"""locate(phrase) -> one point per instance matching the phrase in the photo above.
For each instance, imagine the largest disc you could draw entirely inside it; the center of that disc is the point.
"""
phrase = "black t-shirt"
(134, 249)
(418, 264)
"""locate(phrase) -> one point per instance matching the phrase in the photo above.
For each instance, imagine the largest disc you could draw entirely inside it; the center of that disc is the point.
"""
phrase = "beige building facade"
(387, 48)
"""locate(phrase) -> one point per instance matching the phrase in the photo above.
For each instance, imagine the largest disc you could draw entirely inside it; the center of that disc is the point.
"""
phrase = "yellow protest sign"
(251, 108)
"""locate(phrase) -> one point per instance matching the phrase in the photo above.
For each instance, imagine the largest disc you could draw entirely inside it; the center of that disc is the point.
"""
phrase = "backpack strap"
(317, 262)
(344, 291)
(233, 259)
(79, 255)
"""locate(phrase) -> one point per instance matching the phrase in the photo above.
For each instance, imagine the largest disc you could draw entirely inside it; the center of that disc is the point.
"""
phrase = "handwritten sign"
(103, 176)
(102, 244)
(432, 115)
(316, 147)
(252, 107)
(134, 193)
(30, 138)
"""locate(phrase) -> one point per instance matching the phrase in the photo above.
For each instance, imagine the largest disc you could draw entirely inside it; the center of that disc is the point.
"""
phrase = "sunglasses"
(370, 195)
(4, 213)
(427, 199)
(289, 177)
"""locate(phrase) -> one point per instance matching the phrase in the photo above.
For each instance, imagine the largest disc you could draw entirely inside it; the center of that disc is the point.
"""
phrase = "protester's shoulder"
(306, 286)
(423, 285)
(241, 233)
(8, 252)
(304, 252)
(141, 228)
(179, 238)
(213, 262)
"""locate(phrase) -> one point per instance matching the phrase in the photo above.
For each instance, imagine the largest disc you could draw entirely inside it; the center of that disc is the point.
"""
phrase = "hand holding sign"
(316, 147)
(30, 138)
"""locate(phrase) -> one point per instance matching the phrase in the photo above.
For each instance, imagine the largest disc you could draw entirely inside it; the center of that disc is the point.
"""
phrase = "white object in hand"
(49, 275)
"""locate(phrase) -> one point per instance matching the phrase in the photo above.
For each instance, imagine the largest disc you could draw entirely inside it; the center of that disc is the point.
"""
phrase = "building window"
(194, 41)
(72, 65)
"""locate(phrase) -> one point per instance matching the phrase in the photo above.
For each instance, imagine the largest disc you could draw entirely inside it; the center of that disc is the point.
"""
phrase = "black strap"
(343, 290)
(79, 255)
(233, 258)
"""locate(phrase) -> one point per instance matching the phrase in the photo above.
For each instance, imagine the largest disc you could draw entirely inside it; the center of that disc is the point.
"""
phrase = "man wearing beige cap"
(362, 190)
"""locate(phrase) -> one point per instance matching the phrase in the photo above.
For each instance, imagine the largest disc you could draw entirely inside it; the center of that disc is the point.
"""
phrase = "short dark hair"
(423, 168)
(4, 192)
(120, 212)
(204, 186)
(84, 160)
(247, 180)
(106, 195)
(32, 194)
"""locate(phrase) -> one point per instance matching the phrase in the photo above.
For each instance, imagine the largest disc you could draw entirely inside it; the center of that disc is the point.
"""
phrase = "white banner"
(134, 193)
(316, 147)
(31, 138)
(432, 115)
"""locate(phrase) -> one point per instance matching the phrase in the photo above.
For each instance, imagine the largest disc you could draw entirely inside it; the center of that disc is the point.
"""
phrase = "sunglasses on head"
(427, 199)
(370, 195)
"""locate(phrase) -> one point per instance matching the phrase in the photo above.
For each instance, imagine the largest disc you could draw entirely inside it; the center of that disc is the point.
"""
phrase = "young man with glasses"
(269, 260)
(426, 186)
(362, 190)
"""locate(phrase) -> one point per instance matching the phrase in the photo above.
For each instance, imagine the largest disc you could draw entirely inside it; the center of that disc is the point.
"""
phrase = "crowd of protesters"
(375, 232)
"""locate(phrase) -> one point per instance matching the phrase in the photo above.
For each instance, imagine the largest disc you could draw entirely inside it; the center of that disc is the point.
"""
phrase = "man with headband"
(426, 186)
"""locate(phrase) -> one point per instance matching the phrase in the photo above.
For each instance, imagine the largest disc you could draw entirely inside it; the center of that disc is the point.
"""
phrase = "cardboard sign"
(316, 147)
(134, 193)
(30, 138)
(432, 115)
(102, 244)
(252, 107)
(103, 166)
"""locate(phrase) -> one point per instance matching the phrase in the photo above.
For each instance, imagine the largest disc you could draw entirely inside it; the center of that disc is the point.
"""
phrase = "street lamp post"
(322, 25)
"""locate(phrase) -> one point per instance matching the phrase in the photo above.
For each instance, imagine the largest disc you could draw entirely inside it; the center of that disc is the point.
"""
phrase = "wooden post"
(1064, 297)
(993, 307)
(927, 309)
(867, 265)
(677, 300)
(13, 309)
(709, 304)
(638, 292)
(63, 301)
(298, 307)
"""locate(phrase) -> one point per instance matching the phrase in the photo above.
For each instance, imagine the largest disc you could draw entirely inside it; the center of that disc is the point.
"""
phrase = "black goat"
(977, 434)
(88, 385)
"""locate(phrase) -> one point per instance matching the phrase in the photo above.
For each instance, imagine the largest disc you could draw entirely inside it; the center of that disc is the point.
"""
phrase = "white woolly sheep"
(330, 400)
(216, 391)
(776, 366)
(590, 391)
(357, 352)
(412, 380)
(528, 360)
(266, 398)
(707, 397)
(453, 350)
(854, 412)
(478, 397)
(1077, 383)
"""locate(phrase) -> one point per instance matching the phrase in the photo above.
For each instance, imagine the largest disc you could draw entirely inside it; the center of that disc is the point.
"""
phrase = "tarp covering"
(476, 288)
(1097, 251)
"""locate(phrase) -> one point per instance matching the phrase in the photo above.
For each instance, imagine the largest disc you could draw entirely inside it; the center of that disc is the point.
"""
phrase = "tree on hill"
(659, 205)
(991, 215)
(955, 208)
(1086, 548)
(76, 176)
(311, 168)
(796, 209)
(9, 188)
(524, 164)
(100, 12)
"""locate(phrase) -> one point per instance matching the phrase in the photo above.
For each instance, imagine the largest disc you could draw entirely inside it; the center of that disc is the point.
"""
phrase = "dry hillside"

----

- Try it -
Exactly as written above, copy every line.

- Exercise response -
"""locate(phrase) -> one point per instance matching the phrase in the photo above.
For each instance, imagine the largest disc you could draw entirely inside it; the center of that disc is the point.
"""
phrase = "black t-shirt"
(134, 249)
(418, 264)
"""locate(phrase) -> one point per instance matching the phrase in the photo above.
For each instance, imagine the largest disc you could draw entirely inside it; the center of that disc is the point.
"""
phrase = "beige building facade"
(387, 48)
"""locate(phrase) -> one point per instance matching the phrase in the photo above.
For each instance, imagine the largest disc you could draw entirely inside it; the center of that disc is the point.
"""
phrase = "yellow protest sign"
(251, 108)
"""locate(phrase) -> one point per instance matching the phrase in the photo above.
For each instance, imagine the largest disc you could draw entirely inside it; the center of that disc is the point.
"""
phrase = "backpack strap"
(317, 262)
(344, 291)
(233, 259)
(79, 255)
"""locate(phrase) -> one point per instance matching the phrase in the photo above.
For each instance, imagine the largest disc you could draw entirely inside it; the center of that disc is the point.
"""
phrase = "handwritten sign"
(103, 176)
(102, 244)
(432, 115)
(316, 147)
(252, 107)
(134, 193)
(30, 138)
"""locate(phrase) -> one point per instance matching the phrase in the photo above.
For each instance, imagine the largest disc you could draw entirely inside it; the center of that disc is the point.
"""
phrase = "sunglasses"
(370, 195)
(4, 213)
(427, 199)
(289, 177)
"""locate(phrase) -> one point per instance matching the phrase in the photo above.
For each instance, imagine the largest disc you could draw entirely inside it; the center of that disc is the point.
"""
phrase = "protester's shoulder"
(306, 286)
(423, 285)
(241, 233)
(8, 252)
(304, 252)
(141, 228)
(179, 238)
(213, 262)
"""locate(phrase) -> one point per instance matching the phrase in the photo above.
For each instance, imagine the largest disc you could draw entirely inside it; the center of that disc is the point.
"""
phrase = "hand holding sign"
(316, 147)
(30, 138)
"""locate(phrase) -> one point per instance matching the phrase in the photo above.
For each instance, imagine the largest disc you could draw entirely inside it; the center of that disc is the point.
"""
phrase = "white object in hand"
(49, 275)
"""locate(phrase) -> one point per instance matching the phrase in the photo above.
For each instance, imagine the largest disc you could draw entirely inside it; the center of that disc is the point.
"""
phrase = "building window"
(194, 41)
(72, 65)
"""locate(phrase) -> one point per instance matching the phrase in the photo above.
For each instance, imagine the largest disc you could draw entirely inside it; the center of that disc is the point.
"""
phrase = "black strap"
(343, 290)
(79, 255)
(233, 258)
"""locate(phrase) -> one point per instance matching the phrase in the photo above.
For each instance, imagine the largest disc you could draw entirely inside it; the center of that disc is the point.
"""
phrase = "man wearing beige cap"
(362, 190)
"""locate(phrase) -> one point per instance matching the phrase in the photo above.
For each instance, imagine the largest disc you could draw entirely inside it; the center of that disc is the point.
"""
phrase = "short dark hair"
(423, 168)
(4, 192)
(120, 212)
(204, 186)
(84, 160)
(247, 180)
(106, 195)
(32, 194)
"""locate(phrase) -> one point per instance matching the phrase in the photo above.
For each instance, imagine the largest disc you could draw entirely inside it; the center of that disc is the point.
"""
phrase = "white banner"
(134, 193)
(316, 147)
(31, 138)
(432, 115)
"""locate(phrase) -> one point per instance matching the phrase in the photo above.
For each instance, imagine the largest disc you could draw entirely inside it; the center of that disc is the point.
"""
phrase = "sunglasses on head"
(427, 199)
(370, 195)
"""locate(phrase) -> one point per instance matching the phrase in the photo above.
For each instance, imagine the largest disc you could draw entirely inside it; the center of that disc is the point.
"""
phrase = "young man with glasses"
(269, 260)
(426, 186)
(362, 190)
"""locate(phrase) -> one point per instance matching the phrase in the photo above.
For each instance, imagine the largest disc you could draw entirely inside it; the center of that disc is the point.
"""
phrase = "crowd of protesters"
(375, 232)
"""locate(phrase) -> one point per instance matching the phrase in the photo above.
For each instance, imagine the largest disc you could draw entirely inside it; the center of that disc is the point.
"""
phrase = "man with headband"
(426, 186)
"""locate(phrase) -> one point per instance matching the phrase in the photo above.
For each instance, imagine the largest disc you could draw entirely inside it; the center of that disc is the point.
"""
phrase = "cardboard sign"
(316, 147)
(134, 193)
(30, 138)
(432, 115)
(102, 244)
(252, 107)
(103, 166)
"""locate(phrase) -> one point per instance matching the phrase in the photo above.
For each instance, imagine the largest disc you could draw entirely inside it; the center of that disc is the point.
"""
phrase = "street lamp post"
(322, 25)
"""locate(phrase) -> one point per instance matching the phrase in the photo above.
For each instance, imagine the largest disc you could draw entirely inside it; the center of that disc is the point.
"""
phrase = "wooden post"
(1064, 297)
(993, 307)
(927, 309)
(867, 265)
(677, 300)
(13, 309)
(709, 304)
(638, 292)
(63, 301)
(298, 307)
"""locate(phrase) -> one point per instance matching the phrase in the photo above.
For each instance, imagine the largest disc you could draw entirely inside it; the center of that disc is the point.
"""
phrase = "black goat"
(977, 434)
(88, 385)
"""locate(phrase) -> one point per instance matching the phrase in the photo above.
For each instance, imagine the largest disc you could draw entirely inside it; the center of that disc is the point.
"""
phrase = "white woolly sheep"
(330, 400)
(216, 391)
(776, 366)
(590, 391)
(357, 352)
(412, 380)
(528, 360)
(266, 398)
(707, 397)
(453, 350)
(854, 412)
(478, 397)
(1077, 383)
"""locate(phrase) -> one point per instance matching the phrase in the photo above.
For each instance, imagine the largest disc you could draw entirely inside it; the center of that disc is the point.
"""
phrase = "tarp covering"
(476, 288)
(1097, 251)
"""locate(phrase) -> one point per instance matching the phrase in the photo above.
For each instance, imagine the largest disc you could draw entirely inside it; the center of that disc is the point.
"""
phrase = "tree on hill"
(659, 205)
(991, 215)
(955, 208)
(1086, 548)
(76, 176)
(311, 168)
(796, 209)
(9, 188)
(524, 164)
(100, 12)
"""locate(phrase) -> one point per instance matching the phrase in the photo above.
For each instance, imagine the largest disc you could draw entirely inside it; the center of that disc is the point.
"""
phrase = "dry hillside"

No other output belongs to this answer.